### Enunciado da tarefa
Continue o texto sobre criar um filho com deficiência, a partir da última frase apresentada.

### Texto fornecido
= = = = =
Durante a componente curricular do meu mestrado, e numa aula sobre perturbações do desenvolvimento, uma pediatra leu um texto que retratava a vivência dos pais quanto à deficiência mental. Este ano, e após uma formação, foi-me relembrado este mesmo texto e como sabia que o tinha adquirido, decidi partilhá-lo convosco para que, em conjunto, possamos pensar na mensagem.
O texto inicia-se assim:
Pedem-me muitas vezes que descreva como é a experiência de criar um filho com uma incapacidade. Para tentar ajudar as pessoas que não sabem o que essa experiência única significa, para poder imaginar o que se sente, deixem-me dizer-lhes algo parecido com o seguinte...
Quando vamos ter um bebé é como planear uma fabulosa viagem - a Itália. Compra-se logo uma boa quantidade de livros de viagem e fazem-se os planos maravilhosos: o Coliseu, o Miguel Ângelo, as gôndolas em Veneza, e até se pode aprender algumas frases úteis em italiano. É tudo muito excitante.
Depois de meses de expectativa, chega finalmente o dia. Fazem-se as malas e lá se vai para o aeroporto, horas mais tarde o avião aterra e a hospedeira chega perto e anuncia, Benvindos à Holanda.
= = = = =
### Dados fornecidos
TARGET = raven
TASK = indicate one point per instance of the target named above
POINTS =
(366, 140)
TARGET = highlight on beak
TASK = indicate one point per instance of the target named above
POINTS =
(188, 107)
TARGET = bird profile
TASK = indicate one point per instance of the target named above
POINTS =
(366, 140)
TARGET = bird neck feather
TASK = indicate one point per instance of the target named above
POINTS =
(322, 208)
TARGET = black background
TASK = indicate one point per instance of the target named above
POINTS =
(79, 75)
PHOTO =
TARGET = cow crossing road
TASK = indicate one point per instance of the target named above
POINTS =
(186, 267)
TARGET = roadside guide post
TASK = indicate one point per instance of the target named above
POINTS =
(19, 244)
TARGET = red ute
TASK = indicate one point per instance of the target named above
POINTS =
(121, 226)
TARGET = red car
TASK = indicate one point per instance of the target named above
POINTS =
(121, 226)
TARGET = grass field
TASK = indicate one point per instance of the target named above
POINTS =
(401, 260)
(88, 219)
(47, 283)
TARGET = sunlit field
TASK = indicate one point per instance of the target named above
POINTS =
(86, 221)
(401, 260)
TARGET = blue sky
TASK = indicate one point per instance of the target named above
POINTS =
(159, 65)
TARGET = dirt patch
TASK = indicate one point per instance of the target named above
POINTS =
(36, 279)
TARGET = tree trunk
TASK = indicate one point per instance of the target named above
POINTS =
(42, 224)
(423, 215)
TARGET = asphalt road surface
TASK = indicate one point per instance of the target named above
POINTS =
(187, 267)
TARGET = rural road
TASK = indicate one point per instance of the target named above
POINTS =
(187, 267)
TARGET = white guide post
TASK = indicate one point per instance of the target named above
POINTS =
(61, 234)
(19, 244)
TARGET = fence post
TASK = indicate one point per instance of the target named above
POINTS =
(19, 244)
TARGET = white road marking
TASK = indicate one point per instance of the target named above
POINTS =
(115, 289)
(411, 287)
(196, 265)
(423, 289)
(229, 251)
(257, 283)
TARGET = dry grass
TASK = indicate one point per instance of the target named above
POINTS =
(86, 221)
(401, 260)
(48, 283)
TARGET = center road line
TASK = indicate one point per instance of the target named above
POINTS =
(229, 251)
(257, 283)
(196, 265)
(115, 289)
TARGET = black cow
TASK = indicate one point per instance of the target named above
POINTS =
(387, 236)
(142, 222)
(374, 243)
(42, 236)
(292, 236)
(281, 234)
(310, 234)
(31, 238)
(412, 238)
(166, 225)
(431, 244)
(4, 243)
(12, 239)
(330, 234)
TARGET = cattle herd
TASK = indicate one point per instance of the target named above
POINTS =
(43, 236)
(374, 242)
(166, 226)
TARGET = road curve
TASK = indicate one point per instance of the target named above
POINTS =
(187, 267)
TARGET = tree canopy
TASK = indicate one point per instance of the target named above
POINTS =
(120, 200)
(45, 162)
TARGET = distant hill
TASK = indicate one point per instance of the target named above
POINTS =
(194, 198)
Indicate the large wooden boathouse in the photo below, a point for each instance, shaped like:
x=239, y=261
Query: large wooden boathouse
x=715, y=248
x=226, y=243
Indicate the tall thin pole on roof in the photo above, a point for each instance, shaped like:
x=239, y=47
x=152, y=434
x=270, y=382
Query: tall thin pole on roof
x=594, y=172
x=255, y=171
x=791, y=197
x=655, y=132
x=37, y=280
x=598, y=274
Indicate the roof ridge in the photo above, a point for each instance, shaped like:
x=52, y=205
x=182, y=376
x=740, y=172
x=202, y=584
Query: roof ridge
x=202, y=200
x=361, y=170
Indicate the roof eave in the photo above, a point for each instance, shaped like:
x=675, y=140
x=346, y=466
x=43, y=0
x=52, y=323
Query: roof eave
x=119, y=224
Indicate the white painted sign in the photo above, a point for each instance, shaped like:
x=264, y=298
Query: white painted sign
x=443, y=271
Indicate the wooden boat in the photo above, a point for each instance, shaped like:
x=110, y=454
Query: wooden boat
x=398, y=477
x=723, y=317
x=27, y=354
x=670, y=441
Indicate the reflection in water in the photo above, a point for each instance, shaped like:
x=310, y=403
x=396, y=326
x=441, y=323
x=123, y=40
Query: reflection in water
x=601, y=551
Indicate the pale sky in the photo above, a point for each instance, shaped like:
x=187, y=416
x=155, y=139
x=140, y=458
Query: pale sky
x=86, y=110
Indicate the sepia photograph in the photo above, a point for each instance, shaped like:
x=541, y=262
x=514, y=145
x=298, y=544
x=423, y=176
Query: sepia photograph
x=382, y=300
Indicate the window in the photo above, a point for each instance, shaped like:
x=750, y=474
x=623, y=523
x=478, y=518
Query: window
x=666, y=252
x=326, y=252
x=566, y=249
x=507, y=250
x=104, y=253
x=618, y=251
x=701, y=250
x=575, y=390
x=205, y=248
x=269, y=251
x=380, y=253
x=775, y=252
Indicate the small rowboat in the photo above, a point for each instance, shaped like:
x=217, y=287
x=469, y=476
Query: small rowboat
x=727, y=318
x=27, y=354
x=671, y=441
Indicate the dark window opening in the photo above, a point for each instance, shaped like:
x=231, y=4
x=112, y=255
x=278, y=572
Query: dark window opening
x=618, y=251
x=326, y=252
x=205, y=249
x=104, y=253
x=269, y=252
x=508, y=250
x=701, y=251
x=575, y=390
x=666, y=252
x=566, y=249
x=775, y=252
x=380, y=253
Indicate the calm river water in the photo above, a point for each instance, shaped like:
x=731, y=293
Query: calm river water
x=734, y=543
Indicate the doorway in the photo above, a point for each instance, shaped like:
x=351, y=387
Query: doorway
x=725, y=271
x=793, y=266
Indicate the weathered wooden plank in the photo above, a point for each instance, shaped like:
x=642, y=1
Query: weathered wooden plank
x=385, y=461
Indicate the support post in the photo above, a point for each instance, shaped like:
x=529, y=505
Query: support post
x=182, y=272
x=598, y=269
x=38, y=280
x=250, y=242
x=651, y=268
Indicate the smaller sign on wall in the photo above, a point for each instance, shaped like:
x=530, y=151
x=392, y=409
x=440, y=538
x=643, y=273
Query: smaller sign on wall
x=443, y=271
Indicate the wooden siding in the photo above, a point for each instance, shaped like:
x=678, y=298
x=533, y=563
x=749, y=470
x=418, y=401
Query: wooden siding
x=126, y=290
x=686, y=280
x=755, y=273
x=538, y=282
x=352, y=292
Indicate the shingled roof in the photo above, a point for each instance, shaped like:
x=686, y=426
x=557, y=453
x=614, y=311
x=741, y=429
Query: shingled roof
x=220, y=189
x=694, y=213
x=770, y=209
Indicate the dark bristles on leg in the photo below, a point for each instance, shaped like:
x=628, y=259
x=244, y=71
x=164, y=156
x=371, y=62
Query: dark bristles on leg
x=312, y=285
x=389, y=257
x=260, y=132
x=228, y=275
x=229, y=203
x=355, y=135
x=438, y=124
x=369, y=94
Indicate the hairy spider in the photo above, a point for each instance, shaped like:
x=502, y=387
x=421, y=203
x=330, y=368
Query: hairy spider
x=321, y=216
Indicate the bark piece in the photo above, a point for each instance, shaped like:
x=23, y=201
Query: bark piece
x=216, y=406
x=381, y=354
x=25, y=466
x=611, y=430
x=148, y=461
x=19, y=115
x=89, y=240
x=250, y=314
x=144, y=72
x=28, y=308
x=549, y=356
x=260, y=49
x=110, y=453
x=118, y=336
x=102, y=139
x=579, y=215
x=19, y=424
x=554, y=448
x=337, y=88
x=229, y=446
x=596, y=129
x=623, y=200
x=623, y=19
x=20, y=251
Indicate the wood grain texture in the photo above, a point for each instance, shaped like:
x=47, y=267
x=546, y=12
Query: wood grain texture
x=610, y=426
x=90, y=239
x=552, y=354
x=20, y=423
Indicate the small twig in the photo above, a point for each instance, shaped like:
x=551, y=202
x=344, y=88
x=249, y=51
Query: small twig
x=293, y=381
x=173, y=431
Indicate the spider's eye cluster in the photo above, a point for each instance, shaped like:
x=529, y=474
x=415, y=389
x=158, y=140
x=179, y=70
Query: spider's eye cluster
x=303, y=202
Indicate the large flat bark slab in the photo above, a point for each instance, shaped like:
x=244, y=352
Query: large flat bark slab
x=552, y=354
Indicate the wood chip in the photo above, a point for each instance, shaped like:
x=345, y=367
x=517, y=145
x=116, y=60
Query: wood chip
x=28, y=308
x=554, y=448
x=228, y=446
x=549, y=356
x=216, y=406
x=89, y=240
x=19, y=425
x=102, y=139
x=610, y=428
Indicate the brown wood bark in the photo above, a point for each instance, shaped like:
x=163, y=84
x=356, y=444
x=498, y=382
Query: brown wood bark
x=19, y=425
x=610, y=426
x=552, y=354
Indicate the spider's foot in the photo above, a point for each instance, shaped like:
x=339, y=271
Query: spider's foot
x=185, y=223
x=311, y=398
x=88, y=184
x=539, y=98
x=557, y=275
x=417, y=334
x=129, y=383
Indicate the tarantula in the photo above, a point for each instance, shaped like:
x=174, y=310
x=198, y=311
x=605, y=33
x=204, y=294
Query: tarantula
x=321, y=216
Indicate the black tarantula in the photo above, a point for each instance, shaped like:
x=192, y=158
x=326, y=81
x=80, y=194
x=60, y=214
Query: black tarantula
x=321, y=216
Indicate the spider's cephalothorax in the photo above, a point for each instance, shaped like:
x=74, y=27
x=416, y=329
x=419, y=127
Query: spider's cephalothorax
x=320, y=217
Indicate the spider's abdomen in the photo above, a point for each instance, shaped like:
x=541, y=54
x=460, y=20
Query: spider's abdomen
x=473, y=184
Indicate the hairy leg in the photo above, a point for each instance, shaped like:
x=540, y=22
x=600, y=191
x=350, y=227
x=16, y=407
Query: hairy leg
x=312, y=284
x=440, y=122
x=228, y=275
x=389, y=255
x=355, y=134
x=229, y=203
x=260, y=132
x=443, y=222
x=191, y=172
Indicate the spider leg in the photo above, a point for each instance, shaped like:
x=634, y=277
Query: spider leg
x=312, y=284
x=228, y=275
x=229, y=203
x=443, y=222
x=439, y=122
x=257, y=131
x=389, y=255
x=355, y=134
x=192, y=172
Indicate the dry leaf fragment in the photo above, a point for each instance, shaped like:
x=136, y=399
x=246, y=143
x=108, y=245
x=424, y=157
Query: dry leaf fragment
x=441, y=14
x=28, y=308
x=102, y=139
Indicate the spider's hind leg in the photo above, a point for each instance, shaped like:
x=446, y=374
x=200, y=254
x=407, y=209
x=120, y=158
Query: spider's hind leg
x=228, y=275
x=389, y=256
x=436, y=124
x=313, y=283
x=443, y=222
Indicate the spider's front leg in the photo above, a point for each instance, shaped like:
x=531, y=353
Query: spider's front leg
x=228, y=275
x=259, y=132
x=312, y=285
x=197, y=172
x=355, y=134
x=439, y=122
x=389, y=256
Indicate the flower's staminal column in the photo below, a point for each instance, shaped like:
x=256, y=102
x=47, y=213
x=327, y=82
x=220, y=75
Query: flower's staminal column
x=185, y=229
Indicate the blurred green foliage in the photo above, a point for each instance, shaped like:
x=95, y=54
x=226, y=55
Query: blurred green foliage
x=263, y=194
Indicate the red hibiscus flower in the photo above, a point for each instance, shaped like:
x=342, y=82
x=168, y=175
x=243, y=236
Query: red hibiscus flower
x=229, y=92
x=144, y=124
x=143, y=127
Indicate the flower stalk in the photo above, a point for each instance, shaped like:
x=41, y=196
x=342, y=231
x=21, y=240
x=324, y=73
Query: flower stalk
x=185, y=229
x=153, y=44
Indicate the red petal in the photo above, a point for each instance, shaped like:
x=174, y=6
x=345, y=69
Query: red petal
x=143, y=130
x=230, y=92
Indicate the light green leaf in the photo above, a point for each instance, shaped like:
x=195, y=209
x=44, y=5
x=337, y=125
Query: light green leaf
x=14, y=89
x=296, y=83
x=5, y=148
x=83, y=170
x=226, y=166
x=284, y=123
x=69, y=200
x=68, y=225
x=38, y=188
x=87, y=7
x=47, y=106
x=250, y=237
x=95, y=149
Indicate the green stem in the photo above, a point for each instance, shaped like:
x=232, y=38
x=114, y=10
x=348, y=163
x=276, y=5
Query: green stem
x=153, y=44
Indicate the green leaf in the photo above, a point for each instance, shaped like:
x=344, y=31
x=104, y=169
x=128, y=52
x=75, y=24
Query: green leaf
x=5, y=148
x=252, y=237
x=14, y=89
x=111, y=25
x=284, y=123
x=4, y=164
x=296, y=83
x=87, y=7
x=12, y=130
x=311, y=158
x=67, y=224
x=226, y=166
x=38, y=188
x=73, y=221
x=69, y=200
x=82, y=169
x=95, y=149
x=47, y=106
= = = = =
### Resultado da tarefa
Holanda? pergunta você, o que é isso de Holanda? o meu voo era para a Itália, eu deveria estar em Itália, toda a minha vida sonhei ir a Itália. Mas houve uma mudança de voo e o avião aterrou na Holanda e tem que ficar ali.
O mais importante é que eles não a levaram para um lugar horrível, desagradável e sujo, cheio de pestilência, fome e doenças. É só um lugar diferente. Vai precisar de aprender uma linguagem completamente nova, e conhecer um novo grupo de pessoas que nunca teria encontrado.
É só um lugar diferente, com um ritmo de vida mais lento do que Itália, menos buliçoso e aparatoso, mas depois de lá permanecer mais um bocado de tempo, logo que tenha passado a agitação, vai olhar em seu redor e começa a dar-se conta que a Holanda tem os moinhos de vento, tem as tulipas, e que a Holanda até tem os Rembrandts.
Mas todas as pessoas que conhece vão e vêm de Itália e todas se gabam das maravilhosas férias que lá passaram, e para o resto da sua vida vai pensar "Sim, era ali para onde deveria ter ido. Era isso que tinha planeado".
E essa dor nunca, nunca, nunca mais passará porque a perda desse sonho é uma perda muito significativa.
Mas... se passar a vida a lamentar-se com o facto de não ter ido a Itália, nunca mais terá o espírito livre para disfrutar as coisas especiais, as coisas maravilhosas da Holanda.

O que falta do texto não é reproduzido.